SELECTED EXCERPT:
□ □ □
In a more common form of the disease—severe malarial anemia—children don’t seem as ill, yet they often have brain damage comparable to kids affected by cerebral malaria. In fact, they suffer a loss of up to 11 IQ (intelligence quotient) points when compared to children who have never had malaria. “This poses a huge public health burden for children in Africa, where there are millions of cases of severe malarial anemia and cerebral malaria every year,” he says.
John and his colleagues Drs. Robert Opoka, Richard Idro and Paul Bangirana of Makerere University, study the body’s immune response to malaria, variations in the parasite and what happens to cells that line the body’s blood vessels. Their goal is to understand what causes brain damage and discover treatments that might protect the brain. “Obviously, the first priority is to keep children from dying, but with a quarter of them having long-term brain damage that affects their thinking, malaria harms their ability to get a job and be productive adults,” says John. “So we have to think about survival, as well.”
Hydroxyurea is a very effective treatment sickle cell disease, but it could alter the risk of severe disease from malaria. Hydroxyurea increases hemoglobin F levels in the blood, protecting against malaria. So hydroxyurea treatment could be helpful in fighting malaria in children with sickle cell disease, but it could also increase their risk of severe malaria disease. Reason: some studies suggest the drug increases ICAM 1 (intercellular adhesion molecule), a receptor that the parasite finds attractive. “Before we roll out hydroxyurea for sickle cell disease across Africa, we want to make sure that it’s actually safe to give,” he says.
John spends up to three months each year in Kenya and Uganda. “I have wonderful collaborators in Kenya and Uganda. We work well together, and learn a lot from each other, so I enjoy my time there a great deal,” he says.
For studies of severe malaria, participants are recruited at the hospital, where parents can volunteer their children’s participation in research. For studies on malaria transmission, the research team visits villages to explain their research questions about malaria transmission to village elders. “We ask if their village would be interested in participating, and we have community-wide discussions to answer questions,” he says. During times of high and low transmission, researchers collect samples to assess immunity.
Through basic science and translational research, his group is part of a global effort to gain better clinical knowledge of malaria and apply it to improving child health in Kenya, Uganda and beyond. Solving the problem of malaria is relevant not only to African children, but also to children in Indiana.
Although local transmission of malaria is no longer a problem in the United States, more than 1,000 people develop malaria each year after returning to the United States from an area where malaria transmission occurs. It’s a statistic that hits close to home for John and his colleagues at the Ryan White Center for Pediatric Infectious Disease and Global Health. During a recent five-week period, they cared for five children who acquired malaria after travel.
John remains optimistic that his life’s work will help eliminate malaria and its devastating effect on families in other parts of the world and thus prevent Indiana travelers from acquiring malaria. “Good clinical and epidemiology research and public health policy effectively ended local malaria transmission in the United States,” he says. “It goes to show you what is possible.”
□ □ □
EXERCISES:
1. According to the passage on malaria research, why could hydroxyurea raise the risk of severe malaria in children with sickle cell disease?
2. Reproduce word for word the stretch of the passage on malaria research from "Through basic science" through "children in Indiana.".
□ □ □
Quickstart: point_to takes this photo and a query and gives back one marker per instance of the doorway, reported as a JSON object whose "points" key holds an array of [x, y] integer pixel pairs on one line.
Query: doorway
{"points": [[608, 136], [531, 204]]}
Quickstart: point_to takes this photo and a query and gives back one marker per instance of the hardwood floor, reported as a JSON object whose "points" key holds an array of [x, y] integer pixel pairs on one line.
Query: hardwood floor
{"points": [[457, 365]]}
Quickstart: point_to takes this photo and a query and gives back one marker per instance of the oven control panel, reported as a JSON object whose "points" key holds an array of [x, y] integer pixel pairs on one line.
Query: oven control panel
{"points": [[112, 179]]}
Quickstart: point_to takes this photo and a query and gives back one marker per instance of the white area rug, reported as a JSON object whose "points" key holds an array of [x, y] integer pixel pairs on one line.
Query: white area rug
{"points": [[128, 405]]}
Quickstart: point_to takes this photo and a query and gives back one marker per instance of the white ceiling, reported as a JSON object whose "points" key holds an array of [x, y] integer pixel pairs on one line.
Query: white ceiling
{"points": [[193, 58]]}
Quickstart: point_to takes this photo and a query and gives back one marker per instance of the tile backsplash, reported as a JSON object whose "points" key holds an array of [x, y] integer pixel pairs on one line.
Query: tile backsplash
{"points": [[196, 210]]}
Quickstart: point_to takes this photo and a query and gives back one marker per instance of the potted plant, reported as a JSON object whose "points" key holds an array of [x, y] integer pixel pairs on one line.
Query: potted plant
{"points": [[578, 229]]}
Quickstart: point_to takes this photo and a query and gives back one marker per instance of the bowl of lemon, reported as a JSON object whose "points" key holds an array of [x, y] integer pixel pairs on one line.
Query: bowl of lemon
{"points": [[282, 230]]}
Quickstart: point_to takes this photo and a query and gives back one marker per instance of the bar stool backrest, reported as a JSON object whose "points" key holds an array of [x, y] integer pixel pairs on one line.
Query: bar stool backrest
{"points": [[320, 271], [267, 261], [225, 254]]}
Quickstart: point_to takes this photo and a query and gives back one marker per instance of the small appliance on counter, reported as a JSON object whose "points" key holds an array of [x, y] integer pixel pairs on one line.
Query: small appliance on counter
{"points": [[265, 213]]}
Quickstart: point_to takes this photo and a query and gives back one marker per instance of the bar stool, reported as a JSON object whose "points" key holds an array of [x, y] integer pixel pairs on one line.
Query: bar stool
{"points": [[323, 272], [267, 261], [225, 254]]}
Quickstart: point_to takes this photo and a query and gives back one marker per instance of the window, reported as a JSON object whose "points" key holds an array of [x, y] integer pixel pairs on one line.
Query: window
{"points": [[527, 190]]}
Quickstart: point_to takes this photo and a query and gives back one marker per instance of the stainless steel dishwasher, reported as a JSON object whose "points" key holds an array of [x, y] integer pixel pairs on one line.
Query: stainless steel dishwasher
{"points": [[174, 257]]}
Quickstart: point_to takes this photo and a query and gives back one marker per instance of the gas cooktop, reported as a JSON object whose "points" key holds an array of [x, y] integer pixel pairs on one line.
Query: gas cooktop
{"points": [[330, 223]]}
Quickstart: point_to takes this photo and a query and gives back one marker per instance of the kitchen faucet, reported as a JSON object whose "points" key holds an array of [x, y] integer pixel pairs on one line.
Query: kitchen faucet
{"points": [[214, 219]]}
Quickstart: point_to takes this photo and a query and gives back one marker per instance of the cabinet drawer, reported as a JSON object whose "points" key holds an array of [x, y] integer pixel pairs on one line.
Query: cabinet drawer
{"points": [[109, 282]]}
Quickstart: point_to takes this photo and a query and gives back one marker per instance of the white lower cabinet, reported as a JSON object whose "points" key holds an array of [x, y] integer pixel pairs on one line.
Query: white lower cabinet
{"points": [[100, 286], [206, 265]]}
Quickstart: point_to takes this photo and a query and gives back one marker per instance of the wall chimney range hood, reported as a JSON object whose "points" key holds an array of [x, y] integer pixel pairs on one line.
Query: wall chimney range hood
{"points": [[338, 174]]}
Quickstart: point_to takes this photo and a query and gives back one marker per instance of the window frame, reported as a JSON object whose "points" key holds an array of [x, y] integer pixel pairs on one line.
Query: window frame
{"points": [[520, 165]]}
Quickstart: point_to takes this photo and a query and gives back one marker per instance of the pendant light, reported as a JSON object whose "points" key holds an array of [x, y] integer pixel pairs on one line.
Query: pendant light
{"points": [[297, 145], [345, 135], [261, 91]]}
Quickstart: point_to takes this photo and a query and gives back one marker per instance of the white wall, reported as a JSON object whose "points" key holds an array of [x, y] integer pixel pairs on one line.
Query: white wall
□ □ □
REPLIES:
1. Some studies suggest that hydroxyurea increases ICAM 1 (intercellular adhesion molecule), a receptor that the malaria parasite finds attractive. So although the drug protects against malaria by raising hemoglobin F levels, it could also increase the risk of severe malaria disease.

2.
Through basic science and translational research, his group is part of a global effort to gain better clinical knowledge of malaria and apply it to improving child health in Kenya, Uganda and beyond. Solving the problem of malaria is relevant not only to African children, but also to children in Indiana.